THE REQUEST =
Please gather every line of the entries below that contains the word "blue", and copy each of those lines in full.

MATERIAL FOR THIS TASK =
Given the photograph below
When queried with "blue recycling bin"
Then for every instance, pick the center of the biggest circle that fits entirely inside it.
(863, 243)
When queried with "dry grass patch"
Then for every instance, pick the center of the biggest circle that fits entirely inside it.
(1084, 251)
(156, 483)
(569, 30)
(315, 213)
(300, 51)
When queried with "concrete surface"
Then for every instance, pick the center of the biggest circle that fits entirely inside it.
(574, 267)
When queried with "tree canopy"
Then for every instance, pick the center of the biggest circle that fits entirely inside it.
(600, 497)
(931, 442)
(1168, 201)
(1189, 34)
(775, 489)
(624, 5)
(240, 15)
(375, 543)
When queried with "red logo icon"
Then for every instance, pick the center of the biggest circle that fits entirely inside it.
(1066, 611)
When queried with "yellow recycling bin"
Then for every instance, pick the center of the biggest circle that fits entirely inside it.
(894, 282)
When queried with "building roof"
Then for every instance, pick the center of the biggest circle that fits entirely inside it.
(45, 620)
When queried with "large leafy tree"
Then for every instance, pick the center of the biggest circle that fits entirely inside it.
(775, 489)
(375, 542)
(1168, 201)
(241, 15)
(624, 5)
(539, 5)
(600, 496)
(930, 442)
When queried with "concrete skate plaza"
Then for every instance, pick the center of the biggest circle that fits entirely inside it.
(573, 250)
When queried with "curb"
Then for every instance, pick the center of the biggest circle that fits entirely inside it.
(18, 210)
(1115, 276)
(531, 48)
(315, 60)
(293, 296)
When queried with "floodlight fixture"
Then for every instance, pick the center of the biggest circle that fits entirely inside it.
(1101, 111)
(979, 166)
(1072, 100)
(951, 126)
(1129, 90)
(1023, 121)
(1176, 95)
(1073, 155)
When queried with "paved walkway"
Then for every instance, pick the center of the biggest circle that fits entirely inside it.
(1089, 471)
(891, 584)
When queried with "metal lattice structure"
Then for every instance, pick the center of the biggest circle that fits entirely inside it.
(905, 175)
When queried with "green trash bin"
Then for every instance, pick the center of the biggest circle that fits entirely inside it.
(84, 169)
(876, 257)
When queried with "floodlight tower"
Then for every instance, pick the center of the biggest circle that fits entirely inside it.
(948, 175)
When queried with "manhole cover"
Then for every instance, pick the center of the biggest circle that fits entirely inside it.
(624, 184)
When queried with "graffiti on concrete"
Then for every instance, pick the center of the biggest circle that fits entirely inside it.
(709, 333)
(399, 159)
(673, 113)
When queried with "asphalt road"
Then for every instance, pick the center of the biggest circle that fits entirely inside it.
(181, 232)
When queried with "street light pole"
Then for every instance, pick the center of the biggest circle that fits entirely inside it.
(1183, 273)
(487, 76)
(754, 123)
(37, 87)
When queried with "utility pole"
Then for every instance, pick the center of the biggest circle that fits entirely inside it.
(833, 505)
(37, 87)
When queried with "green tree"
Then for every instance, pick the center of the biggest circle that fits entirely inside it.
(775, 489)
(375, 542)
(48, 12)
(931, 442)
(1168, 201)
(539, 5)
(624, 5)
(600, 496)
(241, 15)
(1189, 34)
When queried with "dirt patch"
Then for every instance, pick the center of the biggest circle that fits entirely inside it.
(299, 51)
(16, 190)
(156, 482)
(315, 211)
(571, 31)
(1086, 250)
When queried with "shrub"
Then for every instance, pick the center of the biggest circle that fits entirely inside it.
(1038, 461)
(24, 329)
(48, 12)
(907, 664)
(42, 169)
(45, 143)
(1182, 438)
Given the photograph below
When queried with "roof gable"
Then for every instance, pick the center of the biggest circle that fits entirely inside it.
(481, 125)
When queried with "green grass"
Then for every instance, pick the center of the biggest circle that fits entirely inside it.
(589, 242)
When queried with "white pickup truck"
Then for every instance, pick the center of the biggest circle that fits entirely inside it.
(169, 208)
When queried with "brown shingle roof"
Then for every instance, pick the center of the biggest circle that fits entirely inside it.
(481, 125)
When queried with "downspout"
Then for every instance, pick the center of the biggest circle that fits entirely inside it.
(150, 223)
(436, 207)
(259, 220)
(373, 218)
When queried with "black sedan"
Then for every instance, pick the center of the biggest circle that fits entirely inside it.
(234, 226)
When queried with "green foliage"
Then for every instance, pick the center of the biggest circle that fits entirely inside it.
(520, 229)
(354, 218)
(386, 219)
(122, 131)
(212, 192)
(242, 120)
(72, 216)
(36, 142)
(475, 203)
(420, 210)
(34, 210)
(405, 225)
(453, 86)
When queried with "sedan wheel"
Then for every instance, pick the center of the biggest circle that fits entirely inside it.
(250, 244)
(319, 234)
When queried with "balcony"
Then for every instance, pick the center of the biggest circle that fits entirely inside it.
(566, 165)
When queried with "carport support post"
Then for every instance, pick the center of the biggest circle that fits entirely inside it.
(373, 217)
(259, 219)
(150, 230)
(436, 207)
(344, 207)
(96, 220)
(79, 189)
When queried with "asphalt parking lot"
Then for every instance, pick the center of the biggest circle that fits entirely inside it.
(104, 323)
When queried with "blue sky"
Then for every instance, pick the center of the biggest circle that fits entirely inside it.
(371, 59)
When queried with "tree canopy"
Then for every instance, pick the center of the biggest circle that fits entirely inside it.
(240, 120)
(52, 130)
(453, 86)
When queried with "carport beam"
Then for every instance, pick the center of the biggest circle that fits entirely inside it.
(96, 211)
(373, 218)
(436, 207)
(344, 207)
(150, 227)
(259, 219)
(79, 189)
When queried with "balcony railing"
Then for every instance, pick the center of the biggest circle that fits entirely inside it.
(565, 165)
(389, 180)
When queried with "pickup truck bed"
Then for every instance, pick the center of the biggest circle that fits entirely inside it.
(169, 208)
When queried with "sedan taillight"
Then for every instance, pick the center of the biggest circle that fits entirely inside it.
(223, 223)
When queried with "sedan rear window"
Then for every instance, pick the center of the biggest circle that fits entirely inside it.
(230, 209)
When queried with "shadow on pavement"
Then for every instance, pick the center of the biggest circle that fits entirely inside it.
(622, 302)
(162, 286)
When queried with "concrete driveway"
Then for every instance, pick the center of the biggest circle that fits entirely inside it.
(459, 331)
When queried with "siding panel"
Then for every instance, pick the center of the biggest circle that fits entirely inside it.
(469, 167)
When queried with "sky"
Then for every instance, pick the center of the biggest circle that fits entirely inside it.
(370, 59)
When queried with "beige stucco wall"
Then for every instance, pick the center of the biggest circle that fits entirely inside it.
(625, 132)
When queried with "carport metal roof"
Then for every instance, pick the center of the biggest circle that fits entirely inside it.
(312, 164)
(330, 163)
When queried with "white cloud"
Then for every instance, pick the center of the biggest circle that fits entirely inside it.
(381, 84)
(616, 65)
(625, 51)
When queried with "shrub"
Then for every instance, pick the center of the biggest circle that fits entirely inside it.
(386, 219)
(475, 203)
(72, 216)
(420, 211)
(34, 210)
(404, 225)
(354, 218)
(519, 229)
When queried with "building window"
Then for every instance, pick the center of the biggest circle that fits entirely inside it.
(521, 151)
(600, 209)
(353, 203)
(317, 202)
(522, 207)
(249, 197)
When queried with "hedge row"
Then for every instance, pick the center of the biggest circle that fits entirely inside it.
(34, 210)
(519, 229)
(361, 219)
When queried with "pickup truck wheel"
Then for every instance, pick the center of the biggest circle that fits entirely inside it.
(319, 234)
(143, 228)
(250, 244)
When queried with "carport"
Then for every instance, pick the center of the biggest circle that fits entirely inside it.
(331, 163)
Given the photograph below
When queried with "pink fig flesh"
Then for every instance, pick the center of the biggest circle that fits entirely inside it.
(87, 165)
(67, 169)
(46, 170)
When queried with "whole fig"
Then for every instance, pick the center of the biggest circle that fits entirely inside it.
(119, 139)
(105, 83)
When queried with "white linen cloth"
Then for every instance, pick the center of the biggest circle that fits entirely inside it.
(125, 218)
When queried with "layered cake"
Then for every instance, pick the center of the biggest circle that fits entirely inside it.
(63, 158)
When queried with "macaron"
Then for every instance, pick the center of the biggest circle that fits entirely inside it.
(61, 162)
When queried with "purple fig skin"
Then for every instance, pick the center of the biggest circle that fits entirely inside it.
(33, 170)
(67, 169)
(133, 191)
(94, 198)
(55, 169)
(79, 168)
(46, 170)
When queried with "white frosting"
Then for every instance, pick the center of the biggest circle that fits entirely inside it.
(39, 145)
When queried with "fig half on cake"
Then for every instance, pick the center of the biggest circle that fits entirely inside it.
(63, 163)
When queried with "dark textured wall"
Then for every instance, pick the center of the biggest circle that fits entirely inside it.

OUTPUT FOR THIS TASK =
When queried with "blue recycling bin"
When queried with "blue sky"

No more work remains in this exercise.